_EXERCISE GOAL_
Reproduce, with no alteration, the span of lines that begins at the line containing "Please place a point on every instance of the large" and ends at the last line of the records, both ends included, and nothing else.

_Dataset entries_

-------------------------

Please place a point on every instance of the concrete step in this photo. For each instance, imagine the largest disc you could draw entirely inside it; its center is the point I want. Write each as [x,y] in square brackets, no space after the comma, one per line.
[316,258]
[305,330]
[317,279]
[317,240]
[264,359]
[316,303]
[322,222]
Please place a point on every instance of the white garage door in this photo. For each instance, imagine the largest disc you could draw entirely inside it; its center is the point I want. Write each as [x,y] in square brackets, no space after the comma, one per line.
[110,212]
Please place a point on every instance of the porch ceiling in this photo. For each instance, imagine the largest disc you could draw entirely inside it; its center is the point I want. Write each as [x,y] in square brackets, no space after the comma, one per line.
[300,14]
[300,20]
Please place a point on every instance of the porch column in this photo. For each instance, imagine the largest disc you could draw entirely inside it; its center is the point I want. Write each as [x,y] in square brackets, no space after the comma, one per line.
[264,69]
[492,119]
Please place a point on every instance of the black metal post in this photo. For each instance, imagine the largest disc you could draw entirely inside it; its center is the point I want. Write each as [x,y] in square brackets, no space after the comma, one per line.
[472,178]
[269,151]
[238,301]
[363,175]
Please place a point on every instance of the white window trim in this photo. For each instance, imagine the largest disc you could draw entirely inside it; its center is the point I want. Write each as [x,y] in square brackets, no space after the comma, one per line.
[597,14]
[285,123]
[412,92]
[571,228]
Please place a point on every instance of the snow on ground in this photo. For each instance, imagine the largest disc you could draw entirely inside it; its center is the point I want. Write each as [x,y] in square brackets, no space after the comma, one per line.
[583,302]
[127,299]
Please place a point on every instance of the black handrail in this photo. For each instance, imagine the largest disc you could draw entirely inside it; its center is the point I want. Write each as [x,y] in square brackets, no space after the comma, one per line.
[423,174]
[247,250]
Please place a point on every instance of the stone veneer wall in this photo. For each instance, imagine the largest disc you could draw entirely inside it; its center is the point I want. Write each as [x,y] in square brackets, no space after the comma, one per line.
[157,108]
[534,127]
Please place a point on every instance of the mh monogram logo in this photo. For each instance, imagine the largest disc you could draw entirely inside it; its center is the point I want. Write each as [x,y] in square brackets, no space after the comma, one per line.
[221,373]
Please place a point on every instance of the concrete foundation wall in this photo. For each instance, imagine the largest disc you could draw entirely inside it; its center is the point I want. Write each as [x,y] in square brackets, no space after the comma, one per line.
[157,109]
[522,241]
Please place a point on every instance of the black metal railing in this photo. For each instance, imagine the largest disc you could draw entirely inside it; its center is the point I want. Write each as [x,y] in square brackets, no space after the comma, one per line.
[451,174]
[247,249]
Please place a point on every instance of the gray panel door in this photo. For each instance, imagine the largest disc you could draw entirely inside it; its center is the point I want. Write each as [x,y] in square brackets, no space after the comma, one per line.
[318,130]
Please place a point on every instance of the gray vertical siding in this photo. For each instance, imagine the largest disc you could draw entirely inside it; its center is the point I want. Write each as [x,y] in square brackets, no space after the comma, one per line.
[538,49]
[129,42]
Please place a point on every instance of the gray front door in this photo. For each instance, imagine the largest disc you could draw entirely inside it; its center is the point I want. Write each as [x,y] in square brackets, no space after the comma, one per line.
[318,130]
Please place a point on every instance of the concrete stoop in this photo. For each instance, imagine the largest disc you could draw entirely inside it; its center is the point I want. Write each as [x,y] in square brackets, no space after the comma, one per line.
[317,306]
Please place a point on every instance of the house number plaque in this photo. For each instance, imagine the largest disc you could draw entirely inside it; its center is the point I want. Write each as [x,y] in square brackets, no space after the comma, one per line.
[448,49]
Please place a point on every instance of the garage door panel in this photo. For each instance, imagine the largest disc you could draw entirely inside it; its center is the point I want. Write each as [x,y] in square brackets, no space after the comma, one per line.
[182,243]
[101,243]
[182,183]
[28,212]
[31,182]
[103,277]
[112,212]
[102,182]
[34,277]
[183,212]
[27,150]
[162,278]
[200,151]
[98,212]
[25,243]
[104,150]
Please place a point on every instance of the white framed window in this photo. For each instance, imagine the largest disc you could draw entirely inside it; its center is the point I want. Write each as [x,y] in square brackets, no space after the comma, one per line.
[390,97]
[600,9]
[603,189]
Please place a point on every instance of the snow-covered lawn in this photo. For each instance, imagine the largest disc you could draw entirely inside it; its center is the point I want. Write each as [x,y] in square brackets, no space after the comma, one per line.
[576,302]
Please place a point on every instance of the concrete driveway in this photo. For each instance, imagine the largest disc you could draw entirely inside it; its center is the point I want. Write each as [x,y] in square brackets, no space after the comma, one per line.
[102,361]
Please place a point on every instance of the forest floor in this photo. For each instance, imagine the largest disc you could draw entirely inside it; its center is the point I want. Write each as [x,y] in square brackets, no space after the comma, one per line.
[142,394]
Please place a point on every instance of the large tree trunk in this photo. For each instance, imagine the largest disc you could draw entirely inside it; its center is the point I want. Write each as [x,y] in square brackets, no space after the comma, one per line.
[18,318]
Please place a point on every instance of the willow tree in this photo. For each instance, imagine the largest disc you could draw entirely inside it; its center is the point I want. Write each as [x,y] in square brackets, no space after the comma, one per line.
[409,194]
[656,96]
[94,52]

-------------------------

_EXERCISE ANSWER_
Please place a point on every instance of the large tree trunk in this photo. For each instance, imagine the largest disc you could draw entirely inside it; its center is the point I want. Write each as [x,y] in square brackets, no space after the comma, one per line.
[18,318]
Please place a point on every instance of the willow tree in this photo. For each instance, imagine the largest disc you could draw entirely inside it; its center is the point I want. Write each as [x,y] in square brackets, no space after the comma, one per line.
[409,194]
[656,96]
[94,52]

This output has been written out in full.